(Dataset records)
+ + +

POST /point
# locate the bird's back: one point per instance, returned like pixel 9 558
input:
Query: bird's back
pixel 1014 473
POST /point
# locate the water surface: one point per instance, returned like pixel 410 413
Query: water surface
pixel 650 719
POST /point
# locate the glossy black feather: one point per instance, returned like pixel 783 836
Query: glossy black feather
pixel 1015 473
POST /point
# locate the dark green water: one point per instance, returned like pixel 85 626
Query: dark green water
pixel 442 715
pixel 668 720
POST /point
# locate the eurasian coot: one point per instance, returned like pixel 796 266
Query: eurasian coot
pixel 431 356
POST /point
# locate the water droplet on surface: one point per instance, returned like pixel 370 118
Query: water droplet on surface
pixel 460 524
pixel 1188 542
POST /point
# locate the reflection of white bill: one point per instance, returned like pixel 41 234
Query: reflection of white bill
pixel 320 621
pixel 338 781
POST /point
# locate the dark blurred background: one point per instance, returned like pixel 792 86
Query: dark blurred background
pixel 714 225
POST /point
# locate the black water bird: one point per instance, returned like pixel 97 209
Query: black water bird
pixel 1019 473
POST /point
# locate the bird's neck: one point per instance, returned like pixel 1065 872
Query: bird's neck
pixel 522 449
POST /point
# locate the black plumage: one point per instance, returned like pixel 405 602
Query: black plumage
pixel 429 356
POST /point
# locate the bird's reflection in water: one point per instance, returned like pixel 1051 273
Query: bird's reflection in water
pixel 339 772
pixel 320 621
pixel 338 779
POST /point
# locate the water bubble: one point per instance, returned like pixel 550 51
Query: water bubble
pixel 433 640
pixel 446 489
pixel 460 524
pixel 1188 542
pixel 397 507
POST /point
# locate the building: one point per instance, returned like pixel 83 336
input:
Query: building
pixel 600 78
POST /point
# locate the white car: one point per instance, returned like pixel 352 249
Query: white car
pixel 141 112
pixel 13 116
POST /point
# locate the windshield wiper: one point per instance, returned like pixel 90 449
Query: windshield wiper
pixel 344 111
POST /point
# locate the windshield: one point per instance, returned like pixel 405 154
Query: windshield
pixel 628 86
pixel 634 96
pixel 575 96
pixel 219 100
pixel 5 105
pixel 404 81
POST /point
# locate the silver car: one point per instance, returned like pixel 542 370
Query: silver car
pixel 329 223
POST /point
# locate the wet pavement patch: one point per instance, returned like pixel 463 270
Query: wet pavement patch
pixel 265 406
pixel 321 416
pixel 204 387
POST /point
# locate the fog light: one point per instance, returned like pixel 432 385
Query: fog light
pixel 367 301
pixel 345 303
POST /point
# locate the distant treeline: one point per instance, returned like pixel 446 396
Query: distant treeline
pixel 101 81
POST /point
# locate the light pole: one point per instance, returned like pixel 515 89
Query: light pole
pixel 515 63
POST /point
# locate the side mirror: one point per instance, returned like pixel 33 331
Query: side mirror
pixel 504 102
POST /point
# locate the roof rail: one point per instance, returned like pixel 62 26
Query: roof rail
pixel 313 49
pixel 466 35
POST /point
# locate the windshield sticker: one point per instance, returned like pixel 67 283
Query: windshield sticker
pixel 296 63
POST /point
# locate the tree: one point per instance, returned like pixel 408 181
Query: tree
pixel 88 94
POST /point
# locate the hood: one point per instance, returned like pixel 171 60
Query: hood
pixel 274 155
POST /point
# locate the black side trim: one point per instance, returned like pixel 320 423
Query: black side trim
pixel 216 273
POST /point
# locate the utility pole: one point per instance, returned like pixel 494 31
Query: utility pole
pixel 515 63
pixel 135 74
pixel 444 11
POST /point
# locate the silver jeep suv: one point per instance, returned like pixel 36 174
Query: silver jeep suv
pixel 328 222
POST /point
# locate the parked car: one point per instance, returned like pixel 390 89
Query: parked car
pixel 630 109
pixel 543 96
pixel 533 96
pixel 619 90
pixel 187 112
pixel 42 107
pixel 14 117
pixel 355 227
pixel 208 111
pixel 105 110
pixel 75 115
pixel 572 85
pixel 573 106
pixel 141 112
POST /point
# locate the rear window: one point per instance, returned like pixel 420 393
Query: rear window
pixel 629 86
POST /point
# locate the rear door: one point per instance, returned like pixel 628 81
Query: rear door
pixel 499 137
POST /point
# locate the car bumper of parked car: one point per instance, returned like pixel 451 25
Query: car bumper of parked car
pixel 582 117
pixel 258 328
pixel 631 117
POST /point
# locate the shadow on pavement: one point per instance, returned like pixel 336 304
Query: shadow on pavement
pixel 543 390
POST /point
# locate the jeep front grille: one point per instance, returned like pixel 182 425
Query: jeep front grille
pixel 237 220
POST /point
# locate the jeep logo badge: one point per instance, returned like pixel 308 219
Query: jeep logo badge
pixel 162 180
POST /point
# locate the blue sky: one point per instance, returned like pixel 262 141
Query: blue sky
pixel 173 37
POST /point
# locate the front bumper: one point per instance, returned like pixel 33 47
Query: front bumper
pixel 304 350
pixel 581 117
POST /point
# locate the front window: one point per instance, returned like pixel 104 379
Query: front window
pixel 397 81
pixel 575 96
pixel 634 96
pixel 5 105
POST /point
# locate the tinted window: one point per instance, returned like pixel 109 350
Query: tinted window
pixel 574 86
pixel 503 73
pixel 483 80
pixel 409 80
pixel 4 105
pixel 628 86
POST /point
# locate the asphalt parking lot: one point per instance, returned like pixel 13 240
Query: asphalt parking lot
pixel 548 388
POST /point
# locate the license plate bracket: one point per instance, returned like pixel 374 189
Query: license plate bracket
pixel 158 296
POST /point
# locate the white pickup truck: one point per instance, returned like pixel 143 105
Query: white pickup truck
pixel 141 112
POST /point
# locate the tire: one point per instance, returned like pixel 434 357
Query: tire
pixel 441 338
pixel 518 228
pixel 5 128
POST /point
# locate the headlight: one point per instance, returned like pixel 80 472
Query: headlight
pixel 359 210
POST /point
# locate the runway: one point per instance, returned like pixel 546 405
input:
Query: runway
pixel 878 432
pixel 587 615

+ + +

Copy every record shown above, exactly and completely.

# [ANSWER SPACE]
POST /point
# locate the bird's back: one point per instance, returned like pixel 9 558
input:
Query: bird's back
pixel 1014 473
POST /point
# locate the water surface: one point per instance, returned like pixel 410 413
Query: water surface
pixel 650 719
POST /point
# locate the glossy black feather: one point per instance, returned like pixel 783 836
Query: glossy black feather
pixel 1015 473
POST /point
# locate the dark green water: one point per instance, returned like pixel 85 626
Query: dark green water
pixel 442 715
pixel 668 720
POST /point
# locate the eurasian coot: one point per instance, returned like pixel 796 266
Query: eurasian coot
pixel 431 356
POST /point
# locate the water droplet on surface: one point per instance, returned like pixel 370 118
Query: water droplet on surface
pixel 460 524
pixel 1188 542
POST /point
# locate the reflection of white bill: one point per instance, returned like pixel 41 234
Query: reflection of white bill
pixel 320 621
pixel 338 781
POST /point
# locate the dark blurred background: one point per instance, returned like pixel 792 86
Query: dark blurred background
pixel 714 225
POST /point
# locate the black water bird: one point per instance, returned like pixel 97 209
Query: black water bird
pixel 1019 473
POST /point
# locate the bird's neck: one point per instance, returned like pixel 1065 872
Query: bird's neck
pixel 522 449
POST /point
# locate the black plumage: one point per instance, returned like pixel 405 602
Query: black plumage
pixel 429 356
POST /point
# locate the bird's reflection in water: one point per instance, returned like pixel 1051 273
Query: bird's reflection in water
pixel 339 772
pixel 320 621
pixel 338 779
POST /point
# locate the water bubble: one point per instance, returned like pixel 550 51
Query: water bubble
pixel 433 640
pixel 446 489
pixel 460 524
pixel 1188 542
pixel 397 507
POST /point
# locate the building: one point per instance, returned like pixel 83 336
input:
Query: building
pixel 600 78
POST /point
# locate the white car: one point per instance, returned like pixel 352 249
Query: white car
pixel 141 112
pixel 13 116
POST /point
# locate the windshield wiper: one point per instance, returned like pixel 90 449
Query: windshield wiper
pixel 344 111
POST /point
# locate the windshield: one point per instance, returned like pixel 405 154
Query: windshield
pixel 628 86
pixel 634 96
pixel 575 96
pixel 219 100
pixel 5 105
pixel 404 81
POST /point
# locate the silver car: one point per instance, returned like pixel 542 370
Query: silver car
pixel 329 223
POST /point
# locate the wet pavement patch: one point per instance, returned like pixel 463 270
Query: wet pavement patch
pixel 265 406
pixel 321 416
pixel 204 387
POST /point
# locate the fog light: one point per instance, returned like pixel 432 385
Query: fog light
pixel 367 301
pixel 345 303
POST /point
# locate the distant treeline: one point per instance, returned like pixel 446 396
Query: distant treeline
pixel 101 81
POST /point
# locate the light pole: one point per instance, returned like pixel 515 89
Query: light pole
pixel 515 63
POST /point
# locate the side mirror: one point per instance, returned like pixel 33 331
Query: side mirror
pixel 504 102
POST /point
# locate the roof rail: one point per instance, returned like pixel 62 26
Query: roof rail
pixel 313 49
pixel 466 35
POST /point
# locate the windshield sticker: one point per instance, returned like pixel 67 283
Query: windshield sticker
pixel 296 63
POST /point
# locate the tree: one point per instance, returned like pixel 408 181
Query: tree
pixel 88 94
POST /point
# locate the hood: one point per instance, returned like pixel 171 60
Query: hood
pixel 274 155
POST /point
# locate the black side trim: one point per instance, returned like pixel 320 423
Query: black side trim
pixel 216 273
POST /point
# locate the utility pole: one point per instance, returned like pixel 494 31
Query: utility pole
pixel 515 63
pixel 135 74
pixel 444 11
POST /point
# locate the silver jeep suv: one point per instance, returned like pixel 36 174
Query: silver jeep suv
pixel 328 222
POST /point
# locate the parked car: one point per instance, returned like pixel 390 89
Query: parked car
pixel 630 109
pixel 543 96
pixel 533 96
pixel 619 90
pixel 187 112
pixel 42 107
pixel 14 117
pixel 355 227
pixel 208 111
pixel 105 110
pixel 75 115
pixel 572 85
pixel 573 106
pixel 141 112
POST /point
# locate the rear window: one point per instance, returned like pixel 420 393
Query: rear window
pixel 629 86
POST /point
# locate the rear door: one point per instance, returned like pixel 628 81
Query: rear door
pixel 499 137
POST /point
# locate the car bumper of parked car: one point per instance, returned like pixel 451 25
Query: car bumper of parked car
pixel 582 117
pixel 258 328
pixel 631 117
POST /point
# locate the shadow on pavement: one point per instance, returned like pixel 336 304
Query: shadow on pavement
pixel 543 390
POST /point
# locate the jeep front grille: one point per instance, returned like pixel 182 425
Query: jeep front grille
pixel 237 220
POST /point
# locate the jeep logo badge: one point per instance, returned like pixel 308 219
Query: jeep logo badge
pixel 162 180
POST /point
# locate the blue sky: one point per instance, returned like pixel 262 141
Query: blue sky
pixel 173 37
POST /point
# locate the front bumper: one point per instance, returned like pixel 33 47
Query: front bumper
pixel 304 350
pixel 581 117
POST /point
# locate the front window: one point per instance, returned like pixel 104 379
Query: front window
pixel 397 81
pixel 575 96
pixel 634 96
pixel 5 105
POST /point
# locate the tinted window: one point per instance, returned like pixel 109 350
Query: tinted window
pixel 574 86
pixel 503 73
pixel 483 80
pixel 409 80
pixel 4 105
pixel 628 86
POST /point
# locate the asphalt parking lot: one point per instance, returned like pixel 13 240
Query: asphalt parking lot
pixel 548 388
POST /point
# locate the license plate bracket: one point per instance, returned like pixel 374 189
Query: license plate bracket
pixel 158 296
POST /point
# locate the white pickup truck: one point per instance, returned like pixel 143 105
Query: white pickup truck
pixel 141 112
POST /point
# locate the tire: one point per instance, returned like pixel 434 357
Query: tire
pixel 441 338
pixel 518 228
pixel 5 128
POST /point
# locate the headlight: one point per instance, returned like pixel 80 472
Query: headlight
pixel 359 210
POST /point
# locate the runway: one point per instance, returned like pixel 546 405
input:
Query: runway
pixel 878 432
pixel 587 615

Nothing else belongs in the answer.